▶ [SELECTED EXTRACT]
================================
# Bought new Toro 826OE have 2nd thoughts



## barney (Nov 21, 2017)

Bought New today. Thought it had the Loncin 252 cc but its the Briggs 250 cc and am reading that not everyone is happy with that engine. Did I make a mistake?


Barney


----------



## Zavie (Sep 23, 2014)

barney said:


> Bought New today. Thought it had the Loncin 252 cc but its the Briggs 250 cc and am reading that not everyone is happy with that engine. Did I make a mistake?
> 
> 
> Barney


Yes, big time by not posting a picture. :grin: If you read deep enough into this forum you will find out that every brand has issues with something from time to time, even new out of the box. I don't think that every Briggs 250cc will have an issue with it. I would not have a problem buying the combo you bought. If it bothers _you_ then take it back and get something else it is your money after all.


----------



## 10953 (Sep 4, 2017)

i purchased a 928ohxe with a loncin on it after running a total of 3 hours, second tank today. i was totally shocked to find the oil drained into a brand new hospital wash basin to see i had a kids kaleidoscope moving around in the oil. 

i for one would be very happy to have been able to have a brigs on this one after seeing that much machining material in the oil not happy with another made in china motor


----------



## barney (Nov 21, 2017)
================================
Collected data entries
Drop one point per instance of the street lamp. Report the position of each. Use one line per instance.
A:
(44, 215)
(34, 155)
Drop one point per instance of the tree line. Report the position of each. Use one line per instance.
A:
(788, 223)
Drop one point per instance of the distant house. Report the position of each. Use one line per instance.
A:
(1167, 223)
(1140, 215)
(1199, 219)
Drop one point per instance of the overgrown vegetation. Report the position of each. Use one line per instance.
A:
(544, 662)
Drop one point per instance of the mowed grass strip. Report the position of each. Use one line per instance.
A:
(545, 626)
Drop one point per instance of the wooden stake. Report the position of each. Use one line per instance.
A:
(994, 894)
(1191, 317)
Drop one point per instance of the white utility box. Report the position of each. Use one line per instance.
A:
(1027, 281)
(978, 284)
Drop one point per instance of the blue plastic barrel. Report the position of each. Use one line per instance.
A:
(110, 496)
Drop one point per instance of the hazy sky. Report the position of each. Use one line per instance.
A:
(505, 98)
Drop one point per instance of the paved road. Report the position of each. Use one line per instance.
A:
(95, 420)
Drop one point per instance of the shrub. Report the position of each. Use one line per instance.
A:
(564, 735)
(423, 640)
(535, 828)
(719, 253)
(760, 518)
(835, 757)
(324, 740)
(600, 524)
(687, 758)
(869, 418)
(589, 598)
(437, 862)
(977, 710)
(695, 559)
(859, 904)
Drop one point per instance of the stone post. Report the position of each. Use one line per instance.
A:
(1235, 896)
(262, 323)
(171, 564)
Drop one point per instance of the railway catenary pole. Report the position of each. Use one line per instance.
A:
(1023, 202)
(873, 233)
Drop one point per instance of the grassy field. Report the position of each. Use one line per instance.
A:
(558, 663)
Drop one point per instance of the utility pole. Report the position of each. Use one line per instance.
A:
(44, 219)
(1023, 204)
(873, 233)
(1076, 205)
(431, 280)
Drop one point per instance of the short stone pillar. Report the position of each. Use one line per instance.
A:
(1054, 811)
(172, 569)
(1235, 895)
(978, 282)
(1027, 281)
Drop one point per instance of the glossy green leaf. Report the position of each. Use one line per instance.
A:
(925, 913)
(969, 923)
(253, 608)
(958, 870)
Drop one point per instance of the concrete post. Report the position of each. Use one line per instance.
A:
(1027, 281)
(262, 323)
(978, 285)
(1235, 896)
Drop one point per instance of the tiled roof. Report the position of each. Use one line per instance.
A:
================================
▶ [TASK GOAL] Copy out the Toro 826OE thread from the words "Yes, big time" through "money after all.", swapping "picture" for "photo".

▶ [REPLY]
Yes, big time by not posting a photo. :grin: If you read deep enough into this forum you will find out that every brand has issues with something from time to time, even new out of the box. I don't think that every Briggs 250cc will have an issue with it. I would not have a problem buying the combo you bought. If it bothers _you_ then take it back and get something else it is your money after all.